Records from a point-labeling set:
--- Start ---

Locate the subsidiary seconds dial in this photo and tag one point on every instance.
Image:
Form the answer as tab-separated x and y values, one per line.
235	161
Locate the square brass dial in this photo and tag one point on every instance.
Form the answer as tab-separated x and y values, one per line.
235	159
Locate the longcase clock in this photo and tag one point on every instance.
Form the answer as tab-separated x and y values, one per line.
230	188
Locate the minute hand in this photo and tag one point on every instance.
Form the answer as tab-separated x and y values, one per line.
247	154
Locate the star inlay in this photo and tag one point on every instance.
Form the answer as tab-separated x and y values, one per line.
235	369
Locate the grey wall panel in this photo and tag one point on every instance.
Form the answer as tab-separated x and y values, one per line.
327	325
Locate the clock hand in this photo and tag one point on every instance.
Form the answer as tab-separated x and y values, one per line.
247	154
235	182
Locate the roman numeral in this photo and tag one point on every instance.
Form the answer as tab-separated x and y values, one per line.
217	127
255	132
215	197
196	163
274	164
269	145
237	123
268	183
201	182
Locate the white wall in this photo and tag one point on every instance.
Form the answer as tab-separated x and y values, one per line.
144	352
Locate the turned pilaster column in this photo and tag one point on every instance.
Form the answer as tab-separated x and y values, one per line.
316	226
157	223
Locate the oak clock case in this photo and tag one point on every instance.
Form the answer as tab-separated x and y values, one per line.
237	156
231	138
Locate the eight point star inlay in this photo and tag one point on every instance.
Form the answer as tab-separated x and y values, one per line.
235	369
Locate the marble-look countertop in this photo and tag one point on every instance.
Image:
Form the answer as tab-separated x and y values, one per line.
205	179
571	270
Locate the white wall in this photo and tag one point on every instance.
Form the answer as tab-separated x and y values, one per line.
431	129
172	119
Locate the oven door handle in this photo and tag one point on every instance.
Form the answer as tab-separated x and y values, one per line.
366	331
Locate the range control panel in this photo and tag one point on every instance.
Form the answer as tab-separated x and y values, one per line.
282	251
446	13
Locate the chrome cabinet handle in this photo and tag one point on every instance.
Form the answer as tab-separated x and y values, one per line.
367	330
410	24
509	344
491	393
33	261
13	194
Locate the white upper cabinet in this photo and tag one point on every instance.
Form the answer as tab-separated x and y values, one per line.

--- End ---

_Exercise description:_ Reproduce all of the material above word for word, from the first line through the last.

_Output for this task:_
Locate the subsidiary seconds dial in this photo and tag one point on every instance.
Image:
Form the answer as tab-separated x and y values, one per line.
235	161
Locate the square brass dial in this photo and tag one point on every instance.
Form the answer as tab-separated x and y values, one per line.
235	159
Locate the longcase clock in this photo and tag one point on every instance.
Form the answer as tab-separated x and y values, one per line.
230	188
Locate the minute hand in this photo and tag one point on every instance.
Form the answer as tab-separated x and y values, one per line.
247	154
Locate the star inlay in this photo and tag one point on every instance.
Form the answer as tab-separated x and y values, one per line.
235	369
Locate the grey wall panel in this photo and tag one point on every instance.
Form the answer as tab-separated x and y values, one per line.
327	325
Locate the clock hand in this photo and tag one point on every instance.
Form the answer as tab-separated x and y values, one per line.
247	154
235	182
Locate the roman numeral in this photo and tag one point on every instance.
Form the answer as tab-separated x and y values, one per line.
217	127
255	132
215	197
196	163
274	164
269	145
237	123
268	183
201	182
Locate the white wall in this photo and tag one point on every instance.
Form the answer as tab-separated x and y values, one per line.
144	352
Locate the turned pilaster column in this photo and tag one point on every instance.
Form the answer as tab-separated x and y values, one per line.
316	226
157	223
Locate the oak clock case in this photo and tag one point on every instance.
Form the answer as tab-separated x and y values, one per line.
237	156
231	138
Locate the eight point star inlay in this photo and tag one point on every instance.
Form the answer as tab-separated x and y values, one per line.
235	369
Locate the marble-look countertop in this photo and tag one point on every instance.
Image:
Form the answer as tab-separated x and y values, one per line.
205	179
571	270
Locate the white wall in this photo and tag one point on every instance.
Form the answer as tab-separated x and y values, one per line.
431	129
172	119
Locate the oven door handle in this photo and tag one point on every instance.
Form the answer as tab-separated x and y values, one per line.
366	331
Locate the range control panel in this photo and tag one point on every instance.
Form the answer as tab-separated x and y values, one per line.
282	251
446	13
Locate the chrome cabinet handle in this photo and tag one point on every instance.
Form the answer as tab-separated x and y values, one per line.
367	330
410	24
509	344
491	393
33	261
13	194
Locate the white upper cabinet in this photo and tag one point on every instance.
Form the answer as tab-separated x and y values, one per line.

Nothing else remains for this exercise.